> [READING TEXT]:
THE INSULTED PLAYS

By Andrei Kureichik 
Translated by John Freedman 

 
 
 
 

Andrei Kureichik’s bold, polyvocal theatrical assemblages capture the frenetic fracturing of the myths  and promises of our new millennia. Whether through invented or verbatim speech, he captures the way  the bombastic political rhetoric seeps into the everyday language of his vast range of characters and  archetypes. With particular attention on the recent renewal of extreme political oppression in Russia  and Belarus, Kureichik deftly stretches the limits of scope and scale to capture the invisible threads that  unite us. By turns caustic and sarcastic, witty and ironic, and shockingly direct, these plays evoke the  horrors of the 21st century while maintaining a belief in our capacity for hope and love.
Valleri Robinson, University of Illinois Urbana-Champaign

Andrei Kureichik ingeniously manages to seize the reader or spectator of his plays by both brain and  heart, intellect and emotion. Through his kaleidoscopic, decentered, at times plotless, at times funny,  view of political turmoil, Kureichik magnifies the deep, ongoing persistence of the Belarusian and  Russian people against autocracy and corruption. Existential and engrossing, the plays in this volume range from testimony of real political prisoners to profound science fiction. They urgently need to be  read and staged in our world today.
Alisa Ballard Lin, The Ohio State University 

I’m struck by the prophetic coherence of the project. In these darkening days of illiberalism and  demagoguery, Kureichik’s texts are torches, shining a sometimes flickering, a sometimes searing light on  the bewildering, painful, and utterly intimate experience of living for and within a community of  resistance. Kureichik reminds us of the struggle: “How can you imprison an entire nation?” This question  is now pertinent well beyond the initial context of Belarus and informs the thinking of anyone who has  their eye on the current geopolitical chessboard.

> [AIM OF THE EXERCISE]: Reproduce the text on The Insulted Plays above word for word, from the title through its last sentence.

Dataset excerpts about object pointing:
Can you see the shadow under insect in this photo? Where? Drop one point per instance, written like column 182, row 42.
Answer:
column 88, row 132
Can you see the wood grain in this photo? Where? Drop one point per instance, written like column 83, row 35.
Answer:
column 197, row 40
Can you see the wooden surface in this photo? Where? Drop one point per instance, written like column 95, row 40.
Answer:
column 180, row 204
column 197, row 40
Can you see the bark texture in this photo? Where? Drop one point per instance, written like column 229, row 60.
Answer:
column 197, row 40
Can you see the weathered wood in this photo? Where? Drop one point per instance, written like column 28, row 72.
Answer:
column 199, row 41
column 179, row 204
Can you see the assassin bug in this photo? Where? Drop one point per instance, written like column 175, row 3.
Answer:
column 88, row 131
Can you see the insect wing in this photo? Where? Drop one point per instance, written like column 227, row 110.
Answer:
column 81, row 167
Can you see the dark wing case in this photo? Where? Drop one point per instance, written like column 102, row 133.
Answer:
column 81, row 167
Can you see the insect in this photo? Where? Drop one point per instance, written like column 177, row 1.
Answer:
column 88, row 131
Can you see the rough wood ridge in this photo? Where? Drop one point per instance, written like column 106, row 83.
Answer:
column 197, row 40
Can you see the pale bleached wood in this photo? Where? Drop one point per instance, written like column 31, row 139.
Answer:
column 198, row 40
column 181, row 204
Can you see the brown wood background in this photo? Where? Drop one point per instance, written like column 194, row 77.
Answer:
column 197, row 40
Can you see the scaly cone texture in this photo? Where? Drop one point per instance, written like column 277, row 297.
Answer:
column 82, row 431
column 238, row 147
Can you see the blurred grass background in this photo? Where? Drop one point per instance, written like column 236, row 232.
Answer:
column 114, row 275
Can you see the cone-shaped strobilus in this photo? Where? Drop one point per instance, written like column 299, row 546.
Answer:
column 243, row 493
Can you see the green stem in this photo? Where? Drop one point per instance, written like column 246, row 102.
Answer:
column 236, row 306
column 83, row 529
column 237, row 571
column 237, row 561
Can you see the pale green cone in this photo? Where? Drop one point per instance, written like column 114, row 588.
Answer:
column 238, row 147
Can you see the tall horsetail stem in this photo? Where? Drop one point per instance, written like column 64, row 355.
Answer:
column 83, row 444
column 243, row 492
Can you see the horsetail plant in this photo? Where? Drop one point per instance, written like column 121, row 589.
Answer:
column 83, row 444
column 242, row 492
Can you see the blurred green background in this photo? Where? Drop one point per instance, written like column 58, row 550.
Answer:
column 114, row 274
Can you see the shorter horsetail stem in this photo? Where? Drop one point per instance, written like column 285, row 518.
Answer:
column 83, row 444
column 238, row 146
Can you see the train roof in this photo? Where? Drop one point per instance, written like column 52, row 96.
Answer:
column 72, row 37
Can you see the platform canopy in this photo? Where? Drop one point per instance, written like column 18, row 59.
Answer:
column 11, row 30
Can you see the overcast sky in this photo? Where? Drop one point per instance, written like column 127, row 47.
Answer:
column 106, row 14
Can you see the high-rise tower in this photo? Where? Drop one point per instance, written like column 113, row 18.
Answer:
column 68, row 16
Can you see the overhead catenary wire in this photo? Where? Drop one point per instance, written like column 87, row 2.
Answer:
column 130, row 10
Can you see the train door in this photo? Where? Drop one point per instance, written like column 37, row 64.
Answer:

> [THE REPLY]:
THE INSULTED PLAYS

By Andrei Kureichik 
Translated by John Freedman 

 
 
 
 

Andrei Kureichik’s bold, polyvocal theatrical assemblages capture the frenetic fracturing of the myths  and promises of our new millennia. Whether through invented or verbatim speech, he captures the way  the bombastic political rhetoric seeps into the everyday language of his vast range of characters and  archetypes. With particular attention on the recent renewal of extreme political oppression in Russia  and Belarus, Kureichik deftly stretches the limits of scope and scale to capture the invisible threads that  unite us. By turns caustic and sarcastic, witty and ironic, and shockingly direct, these plays evoke the  horrors of the 21st century while maintaining a belief in our capacity for hope and love.
Valleri Robinson, University of Illinois Urbana-Champaign

Andrei Kureichik ingeniously manages to seize the reader or spectator of his plays by both brain and  heart, intellect and emotion. Through his kaleidoscopic, decentered, at times plotless, at times funny,  view of political turmoil, Kureichik magnifies the deep, ongoing persistence of the Belarusian and  Russian people against autocracy and corruption. Existential and engrossing, the plays in this volume range from testimony of real political prisoners to profound science fiction. They urgently need to be  read and staged in our world today.
Alisa Ballard Lin, The Ohio State University 

I’m struck by the prophetic coherence of the project. In these darkening days of illiberalism and  demagoguery, Kureichik’s texts are torches, shining a sometimes flickering, a sometimes searing light on  the bewildering, painful, and utterly intimate experience of living for and within a community of  resistance. Kureichik reminds us of the struggle: “How can you imprison an entire nation?” This question  is now pertinent well beyond the initial context of Belarus and informs the thinking of anyone who has  their eye on the current geopolitical chessboard.